• **To do**:
Copy the line with "Traffic-operations request: mark the helmet" and all lines following it through the last line of the entries, exactly as written.

★ ★ ★ ★

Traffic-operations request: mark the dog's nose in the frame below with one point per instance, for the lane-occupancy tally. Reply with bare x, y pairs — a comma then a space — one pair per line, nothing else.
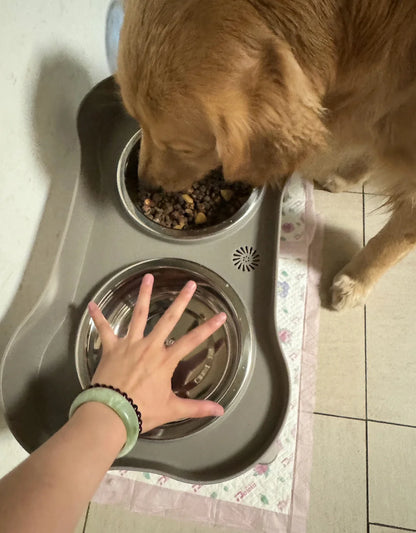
146, 181
148, 185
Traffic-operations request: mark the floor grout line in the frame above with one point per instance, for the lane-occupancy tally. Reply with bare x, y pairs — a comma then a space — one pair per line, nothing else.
391, 423
84, 529
367, 482
393, 527
339, 416
365, 420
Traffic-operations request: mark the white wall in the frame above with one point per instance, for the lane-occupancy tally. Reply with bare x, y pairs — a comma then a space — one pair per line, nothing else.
52, 52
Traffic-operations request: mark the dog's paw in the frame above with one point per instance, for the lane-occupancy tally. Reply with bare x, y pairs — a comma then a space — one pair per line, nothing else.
335, 183
347, 292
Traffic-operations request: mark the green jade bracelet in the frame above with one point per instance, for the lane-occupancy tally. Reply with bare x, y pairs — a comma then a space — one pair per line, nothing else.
120, 403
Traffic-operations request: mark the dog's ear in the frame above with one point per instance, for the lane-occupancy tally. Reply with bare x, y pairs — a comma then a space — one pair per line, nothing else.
273, 122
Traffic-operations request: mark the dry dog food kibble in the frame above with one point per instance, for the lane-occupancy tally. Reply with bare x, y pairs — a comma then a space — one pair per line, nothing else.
208, 202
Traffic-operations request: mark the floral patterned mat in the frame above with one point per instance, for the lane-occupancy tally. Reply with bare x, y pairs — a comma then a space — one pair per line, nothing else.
269, 497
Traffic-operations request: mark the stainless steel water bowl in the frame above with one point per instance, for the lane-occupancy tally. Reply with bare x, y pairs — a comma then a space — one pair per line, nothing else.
129, 161
218, 370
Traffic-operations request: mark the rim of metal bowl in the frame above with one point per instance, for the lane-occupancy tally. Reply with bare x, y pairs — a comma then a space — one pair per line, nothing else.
238, 319
243, 214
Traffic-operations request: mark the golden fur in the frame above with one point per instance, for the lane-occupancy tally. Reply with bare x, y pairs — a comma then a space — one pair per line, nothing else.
264, 87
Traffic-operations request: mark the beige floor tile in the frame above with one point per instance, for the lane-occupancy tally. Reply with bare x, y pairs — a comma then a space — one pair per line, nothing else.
81, 523
391, 337
111, 519
381, 529
338, 484
392, 475
341, 356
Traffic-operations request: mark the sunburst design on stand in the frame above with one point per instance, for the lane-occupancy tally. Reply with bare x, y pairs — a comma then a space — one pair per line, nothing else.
246, 258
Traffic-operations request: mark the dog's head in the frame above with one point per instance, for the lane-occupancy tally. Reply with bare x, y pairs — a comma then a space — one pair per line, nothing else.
210, 90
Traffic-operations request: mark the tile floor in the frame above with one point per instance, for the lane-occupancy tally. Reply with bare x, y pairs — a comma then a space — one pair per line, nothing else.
364, 457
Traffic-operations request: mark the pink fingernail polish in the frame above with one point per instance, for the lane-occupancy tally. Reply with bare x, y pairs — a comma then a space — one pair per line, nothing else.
191, 285
147, 279
222, 317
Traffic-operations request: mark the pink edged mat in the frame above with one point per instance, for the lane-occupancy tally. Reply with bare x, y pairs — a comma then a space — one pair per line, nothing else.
268, 498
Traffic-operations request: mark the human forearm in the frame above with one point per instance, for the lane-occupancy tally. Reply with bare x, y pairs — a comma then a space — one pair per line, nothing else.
48, 492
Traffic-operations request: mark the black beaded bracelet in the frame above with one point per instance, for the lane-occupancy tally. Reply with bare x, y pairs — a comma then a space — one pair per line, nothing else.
138, 413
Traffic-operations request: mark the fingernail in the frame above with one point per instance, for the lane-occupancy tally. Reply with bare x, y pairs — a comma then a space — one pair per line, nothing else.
219, 411
147, 279
221, 318
92, 306
190, 286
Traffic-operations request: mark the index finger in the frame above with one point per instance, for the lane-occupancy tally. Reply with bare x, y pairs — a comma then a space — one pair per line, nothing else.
173, 314
141, 309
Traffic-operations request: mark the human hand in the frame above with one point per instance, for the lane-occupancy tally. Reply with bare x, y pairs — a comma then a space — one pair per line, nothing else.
143, 367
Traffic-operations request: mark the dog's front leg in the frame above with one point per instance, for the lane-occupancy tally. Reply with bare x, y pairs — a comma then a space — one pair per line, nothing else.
353, 283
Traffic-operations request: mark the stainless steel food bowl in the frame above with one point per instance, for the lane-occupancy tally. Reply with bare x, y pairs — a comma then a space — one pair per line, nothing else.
129, 157
217, 370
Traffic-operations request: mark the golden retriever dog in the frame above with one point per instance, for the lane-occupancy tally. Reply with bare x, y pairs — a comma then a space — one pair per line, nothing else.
266, 87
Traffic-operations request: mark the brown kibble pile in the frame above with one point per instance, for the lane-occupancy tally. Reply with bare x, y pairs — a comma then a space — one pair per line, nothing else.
208, 202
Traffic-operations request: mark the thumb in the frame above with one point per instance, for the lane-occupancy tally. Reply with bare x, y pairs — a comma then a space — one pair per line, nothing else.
197, 408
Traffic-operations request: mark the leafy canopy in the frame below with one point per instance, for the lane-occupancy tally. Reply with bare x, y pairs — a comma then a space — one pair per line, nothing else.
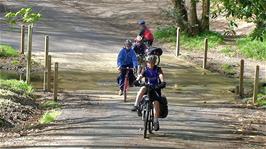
24, 15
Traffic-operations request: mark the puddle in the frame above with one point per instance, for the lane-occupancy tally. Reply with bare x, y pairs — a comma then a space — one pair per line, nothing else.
73, 80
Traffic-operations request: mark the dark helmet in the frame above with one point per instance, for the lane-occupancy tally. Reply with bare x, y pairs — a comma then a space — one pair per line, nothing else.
128, 43
151, 59
141, 22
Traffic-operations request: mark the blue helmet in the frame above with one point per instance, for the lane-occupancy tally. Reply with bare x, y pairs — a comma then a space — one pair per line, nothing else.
141, 22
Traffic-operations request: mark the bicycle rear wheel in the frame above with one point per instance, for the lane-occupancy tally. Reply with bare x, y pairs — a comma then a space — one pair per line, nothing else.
125, 89
146, 119
151, 121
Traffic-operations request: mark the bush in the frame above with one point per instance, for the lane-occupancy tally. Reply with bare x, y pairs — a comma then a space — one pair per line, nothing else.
7, 51
252, 48
168, 34
16, 86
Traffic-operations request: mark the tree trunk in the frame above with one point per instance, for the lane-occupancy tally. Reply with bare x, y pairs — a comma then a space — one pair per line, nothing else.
205, 20
192, 17
182, 17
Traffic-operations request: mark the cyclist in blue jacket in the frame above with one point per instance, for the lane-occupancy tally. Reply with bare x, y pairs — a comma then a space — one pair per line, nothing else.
126, 58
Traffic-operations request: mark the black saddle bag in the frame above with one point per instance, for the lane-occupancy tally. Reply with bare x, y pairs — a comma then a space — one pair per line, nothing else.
163, 107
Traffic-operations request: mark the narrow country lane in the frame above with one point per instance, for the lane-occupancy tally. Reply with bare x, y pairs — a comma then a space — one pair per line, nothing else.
85, 38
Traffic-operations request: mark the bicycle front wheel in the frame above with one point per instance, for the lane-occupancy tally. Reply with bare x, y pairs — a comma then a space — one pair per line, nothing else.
146, 119
125, 89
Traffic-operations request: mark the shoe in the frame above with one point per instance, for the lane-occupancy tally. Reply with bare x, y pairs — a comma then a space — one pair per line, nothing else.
156, 126
135, 108
120, 92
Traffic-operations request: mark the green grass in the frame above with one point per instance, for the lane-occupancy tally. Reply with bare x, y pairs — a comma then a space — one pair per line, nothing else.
229, 51
15, 62
50, 104
262, 97
252, 49
49, 116
168, 34
7, 51
228, 69
16, 86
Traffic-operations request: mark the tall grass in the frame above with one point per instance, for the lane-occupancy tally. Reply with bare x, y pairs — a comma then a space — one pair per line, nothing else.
49, 117
252, 48
7, 51
168, 34
16, 86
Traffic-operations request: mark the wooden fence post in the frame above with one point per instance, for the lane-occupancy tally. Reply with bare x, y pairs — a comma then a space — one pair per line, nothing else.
22, 39
256, 84
55, 80
29, 49
49, 73
205, 53
241, 79
177, 41
46, 52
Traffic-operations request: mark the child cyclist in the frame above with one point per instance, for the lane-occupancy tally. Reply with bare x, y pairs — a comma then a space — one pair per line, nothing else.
126, 59
155, 77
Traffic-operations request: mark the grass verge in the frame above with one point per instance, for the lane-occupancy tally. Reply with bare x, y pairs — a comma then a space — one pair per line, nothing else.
16, 86
49, 116
7, 51
50, 104
168, 34
252, 48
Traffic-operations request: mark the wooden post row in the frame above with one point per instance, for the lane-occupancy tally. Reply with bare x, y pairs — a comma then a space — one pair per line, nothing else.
22, 39
241, 79
205, 53
178, 41
29, 49
46, 52
49, 73
55, 80
256, 84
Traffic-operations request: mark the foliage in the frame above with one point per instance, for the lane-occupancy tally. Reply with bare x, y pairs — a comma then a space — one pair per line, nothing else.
252, 49
7, 51
16, 86
250, 10
168, 34
24, 16
50, 104
229, 51
49, 116
228, 69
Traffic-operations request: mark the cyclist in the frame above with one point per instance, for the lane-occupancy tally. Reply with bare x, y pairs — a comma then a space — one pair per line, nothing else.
155, 77
140, 48
145, 33
126, 59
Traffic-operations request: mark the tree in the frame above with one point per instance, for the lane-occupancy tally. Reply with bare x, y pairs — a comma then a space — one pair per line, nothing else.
249, 10
186, 16
23, 16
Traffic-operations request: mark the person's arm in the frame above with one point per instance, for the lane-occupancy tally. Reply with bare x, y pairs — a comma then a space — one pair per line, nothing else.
141, 75
141, 33
134, 59
161, 75
120, 59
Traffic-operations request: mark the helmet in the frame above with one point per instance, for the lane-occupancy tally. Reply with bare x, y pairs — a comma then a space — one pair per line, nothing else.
151, 58
138, 39
128, 43
141, 22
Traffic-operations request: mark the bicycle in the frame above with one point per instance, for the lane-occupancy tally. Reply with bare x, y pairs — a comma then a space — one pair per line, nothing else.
126, 82
146, 108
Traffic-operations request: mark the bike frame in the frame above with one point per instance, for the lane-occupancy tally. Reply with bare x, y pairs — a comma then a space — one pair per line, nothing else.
126, 83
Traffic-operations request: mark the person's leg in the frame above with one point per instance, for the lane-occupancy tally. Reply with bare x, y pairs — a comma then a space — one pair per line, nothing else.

★ ★ ★ ★

• **Solution for this task**:
Traffic-operations request: mark the helmet in the frame above with one point per instance, for the lane-occupancy tally. Reply with bare x, y pairs — a comma then a space — one pair per line, nothing else.
151, 58
138, 39
128, 43
141, 22
Traffic-operations request: mark the bicycle in the frame above with one point per instance, for the lane-occupancy tally. Reply with bare x, y pairs — a comma then a space — one pair per line, nothing else.
126, 82
146, 108
Traffic-operations request: mark the bike frame in the frame above with one point per instance, for the lane-occupancy tally. Reply with bare x, y pairs — a comma then a space — one pair per line, nothing else.
126, 83
Traffic-operations request: mark the person's leg in the frame above with one point per instance, for the lane-occupancy tally. Reply with bare x, y pairs — a comma then a space — one pair per line, nothing else.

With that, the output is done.